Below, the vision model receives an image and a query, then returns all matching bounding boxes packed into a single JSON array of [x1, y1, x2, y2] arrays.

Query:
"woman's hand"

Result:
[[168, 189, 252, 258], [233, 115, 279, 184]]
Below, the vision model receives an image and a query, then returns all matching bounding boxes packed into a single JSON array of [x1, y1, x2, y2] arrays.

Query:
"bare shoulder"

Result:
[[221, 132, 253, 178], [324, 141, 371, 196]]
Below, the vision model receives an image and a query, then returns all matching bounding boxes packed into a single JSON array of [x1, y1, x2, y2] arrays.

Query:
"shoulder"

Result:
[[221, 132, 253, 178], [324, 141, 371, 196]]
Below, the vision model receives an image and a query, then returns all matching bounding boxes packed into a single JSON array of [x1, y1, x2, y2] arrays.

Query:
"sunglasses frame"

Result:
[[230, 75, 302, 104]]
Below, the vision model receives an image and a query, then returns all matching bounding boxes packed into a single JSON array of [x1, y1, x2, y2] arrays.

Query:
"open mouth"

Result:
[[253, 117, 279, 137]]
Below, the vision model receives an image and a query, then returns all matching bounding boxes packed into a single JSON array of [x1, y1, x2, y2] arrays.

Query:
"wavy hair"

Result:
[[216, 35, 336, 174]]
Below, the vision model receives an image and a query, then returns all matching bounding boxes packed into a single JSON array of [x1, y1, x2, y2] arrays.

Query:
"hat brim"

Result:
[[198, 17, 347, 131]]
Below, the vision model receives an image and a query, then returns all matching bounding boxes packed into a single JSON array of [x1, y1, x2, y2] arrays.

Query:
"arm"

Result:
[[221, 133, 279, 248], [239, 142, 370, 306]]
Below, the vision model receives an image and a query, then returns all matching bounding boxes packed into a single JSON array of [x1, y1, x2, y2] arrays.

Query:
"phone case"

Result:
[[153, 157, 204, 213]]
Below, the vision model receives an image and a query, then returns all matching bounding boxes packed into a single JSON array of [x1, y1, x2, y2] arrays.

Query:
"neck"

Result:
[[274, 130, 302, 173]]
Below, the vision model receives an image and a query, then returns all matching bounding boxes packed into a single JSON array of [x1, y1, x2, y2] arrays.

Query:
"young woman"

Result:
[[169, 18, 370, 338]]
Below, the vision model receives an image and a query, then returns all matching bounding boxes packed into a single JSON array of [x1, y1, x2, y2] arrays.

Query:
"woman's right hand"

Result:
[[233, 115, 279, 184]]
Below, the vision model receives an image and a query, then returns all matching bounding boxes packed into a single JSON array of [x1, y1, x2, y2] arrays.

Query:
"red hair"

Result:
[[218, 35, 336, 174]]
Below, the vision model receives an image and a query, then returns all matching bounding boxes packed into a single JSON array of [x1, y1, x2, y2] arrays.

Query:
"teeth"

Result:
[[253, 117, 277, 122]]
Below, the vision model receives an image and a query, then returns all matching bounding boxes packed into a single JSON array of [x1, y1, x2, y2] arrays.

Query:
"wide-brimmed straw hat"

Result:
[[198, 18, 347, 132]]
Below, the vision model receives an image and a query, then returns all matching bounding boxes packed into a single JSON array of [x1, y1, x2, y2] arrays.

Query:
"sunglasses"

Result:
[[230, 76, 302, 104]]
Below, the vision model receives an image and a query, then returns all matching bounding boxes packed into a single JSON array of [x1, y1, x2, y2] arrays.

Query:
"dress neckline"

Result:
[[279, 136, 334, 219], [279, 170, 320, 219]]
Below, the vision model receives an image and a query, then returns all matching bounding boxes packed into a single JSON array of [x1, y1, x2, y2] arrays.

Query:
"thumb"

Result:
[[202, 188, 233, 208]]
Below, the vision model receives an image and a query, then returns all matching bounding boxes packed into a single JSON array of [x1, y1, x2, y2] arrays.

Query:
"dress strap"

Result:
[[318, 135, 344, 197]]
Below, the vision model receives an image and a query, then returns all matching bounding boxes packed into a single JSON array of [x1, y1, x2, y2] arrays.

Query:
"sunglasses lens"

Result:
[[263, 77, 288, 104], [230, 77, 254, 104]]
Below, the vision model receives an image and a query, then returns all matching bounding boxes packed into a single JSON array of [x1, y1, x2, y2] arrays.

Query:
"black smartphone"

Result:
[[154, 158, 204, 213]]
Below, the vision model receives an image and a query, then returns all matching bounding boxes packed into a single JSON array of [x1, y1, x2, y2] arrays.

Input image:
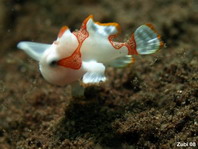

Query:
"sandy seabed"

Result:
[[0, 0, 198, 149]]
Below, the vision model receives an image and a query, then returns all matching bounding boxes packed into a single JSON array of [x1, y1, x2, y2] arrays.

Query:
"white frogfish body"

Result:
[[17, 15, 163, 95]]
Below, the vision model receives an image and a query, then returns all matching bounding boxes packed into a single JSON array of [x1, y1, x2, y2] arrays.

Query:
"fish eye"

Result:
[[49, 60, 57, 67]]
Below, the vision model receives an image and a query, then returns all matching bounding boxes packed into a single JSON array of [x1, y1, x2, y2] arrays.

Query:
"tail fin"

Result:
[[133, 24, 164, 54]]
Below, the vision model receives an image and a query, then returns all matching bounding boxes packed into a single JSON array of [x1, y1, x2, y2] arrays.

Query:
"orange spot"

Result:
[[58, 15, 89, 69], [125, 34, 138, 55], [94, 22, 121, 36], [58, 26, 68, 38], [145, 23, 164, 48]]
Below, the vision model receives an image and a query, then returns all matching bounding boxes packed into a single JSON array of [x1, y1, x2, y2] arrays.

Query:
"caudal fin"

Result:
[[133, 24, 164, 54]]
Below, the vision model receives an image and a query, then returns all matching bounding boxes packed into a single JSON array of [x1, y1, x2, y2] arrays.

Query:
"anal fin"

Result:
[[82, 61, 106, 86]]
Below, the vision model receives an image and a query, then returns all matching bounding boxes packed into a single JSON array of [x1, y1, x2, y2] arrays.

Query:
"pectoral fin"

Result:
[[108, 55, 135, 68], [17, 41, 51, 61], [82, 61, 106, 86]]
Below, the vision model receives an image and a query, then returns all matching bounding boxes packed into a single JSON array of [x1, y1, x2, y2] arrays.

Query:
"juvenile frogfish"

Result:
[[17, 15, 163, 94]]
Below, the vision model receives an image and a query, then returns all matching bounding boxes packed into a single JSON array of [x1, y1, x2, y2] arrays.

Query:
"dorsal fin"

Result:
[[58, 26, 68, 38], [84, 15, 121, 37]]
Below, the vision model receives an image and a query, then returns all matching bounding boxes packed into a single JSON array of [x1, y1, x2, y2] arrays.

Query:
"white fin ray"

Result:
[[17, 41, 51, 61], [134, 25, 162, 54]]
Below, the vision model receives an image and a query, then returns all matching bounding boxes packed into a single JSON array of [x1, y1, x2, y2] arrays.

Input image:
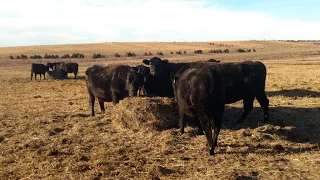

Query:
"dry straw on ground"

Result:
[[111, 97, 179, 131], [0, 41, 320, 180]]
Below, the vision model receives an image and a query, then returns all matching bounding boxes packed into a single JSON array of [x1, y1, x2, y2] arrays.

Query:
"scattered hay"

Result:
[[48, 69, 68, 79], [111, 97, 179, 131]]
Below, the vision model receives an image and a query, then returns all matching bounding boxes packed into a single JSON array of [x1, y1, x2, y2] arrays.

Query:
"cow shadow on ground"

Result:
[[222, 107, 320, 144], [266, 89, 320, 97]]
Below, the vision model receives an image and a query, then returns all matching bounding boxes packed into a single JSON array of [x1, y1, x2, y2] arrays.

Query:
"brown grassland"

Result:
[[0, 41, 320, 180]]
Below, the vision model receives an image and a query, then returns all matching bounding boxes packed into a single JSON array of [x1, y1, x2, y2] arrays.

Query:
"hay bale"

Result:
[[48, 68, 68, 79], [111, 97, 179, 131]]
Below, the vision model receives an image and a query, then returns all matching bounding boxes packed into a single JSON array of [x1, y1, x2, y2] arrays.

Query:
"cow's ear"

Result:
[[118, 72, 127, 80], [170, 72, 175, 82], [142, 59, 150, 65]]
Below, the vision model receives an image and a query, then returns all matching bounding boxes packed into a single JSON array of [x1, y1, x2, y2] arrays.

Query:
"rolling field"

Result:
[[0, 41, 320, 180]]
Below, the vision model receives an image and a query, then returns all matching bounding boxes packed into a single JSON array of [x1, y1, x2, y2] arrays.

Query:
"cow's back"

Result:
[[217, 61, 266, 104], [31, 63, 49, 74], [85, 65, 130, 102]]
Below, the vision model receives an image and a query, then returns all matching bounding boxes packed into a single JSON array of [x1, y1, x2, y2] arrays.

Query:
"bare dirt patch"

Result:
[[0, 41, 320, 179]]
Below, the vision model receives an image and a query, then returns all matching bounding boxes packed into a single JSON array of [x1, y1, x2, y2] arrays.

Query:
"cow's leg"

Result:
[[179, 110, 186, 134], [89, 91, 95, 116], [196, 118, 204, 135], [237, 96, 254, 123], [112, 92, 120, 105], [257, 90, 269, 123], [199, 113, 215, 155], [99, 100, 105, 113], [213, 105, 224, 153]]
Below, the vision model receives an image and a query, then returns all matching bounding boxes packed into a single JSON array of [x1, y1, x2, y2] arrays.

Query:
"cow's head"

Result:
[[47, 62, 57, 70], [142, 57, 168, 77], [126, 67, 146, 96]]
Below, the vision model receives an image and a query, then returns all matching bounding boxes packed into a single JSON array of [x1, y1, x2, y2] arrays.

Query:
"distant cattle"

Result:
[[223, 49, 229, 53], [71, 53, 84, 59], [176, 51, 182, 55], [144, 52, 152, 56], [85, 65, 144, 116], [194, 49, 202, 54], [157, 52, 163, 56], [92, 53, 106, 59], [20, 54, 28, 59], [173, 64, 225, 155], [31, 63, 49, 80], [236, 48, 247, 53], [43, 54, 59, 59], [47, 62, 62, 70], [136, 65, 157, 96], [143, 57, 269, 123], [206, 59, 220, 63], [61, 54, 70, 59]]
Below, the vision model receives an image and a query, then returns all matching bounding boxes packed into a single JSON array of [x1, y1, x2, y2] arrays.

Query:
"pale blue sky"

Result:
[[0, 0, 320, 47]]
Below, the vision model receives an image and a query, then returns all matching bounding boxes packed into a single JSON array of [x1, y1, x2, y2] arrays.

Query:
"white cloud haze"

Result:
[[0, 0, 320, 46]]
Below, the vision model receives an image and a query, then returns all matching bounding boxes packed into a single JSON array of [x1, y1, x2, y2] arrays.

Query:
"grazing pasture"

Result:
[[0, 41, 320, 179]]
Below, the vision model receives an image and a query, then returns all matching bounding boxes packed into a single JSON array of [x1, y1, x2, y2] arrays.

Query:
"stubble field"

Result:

* * * *

▸ GOAL:
Reproduce the entries from their first line through the line containing "[[168, 189, 252, 258], [233, 115, 279, 184]]", inclusive, with each line unchanged.

▸ RESPONSE TO THIS EXERCISE:
Below, the vision model receives an image and a query, then returns all matching bounding boxes packed into a single JSON array of [x1, y1, x2, y2] arrays.

Query:
"woman's hand"

Result:
[[168, 189, 252, 258], [233, 115, 279, 184]]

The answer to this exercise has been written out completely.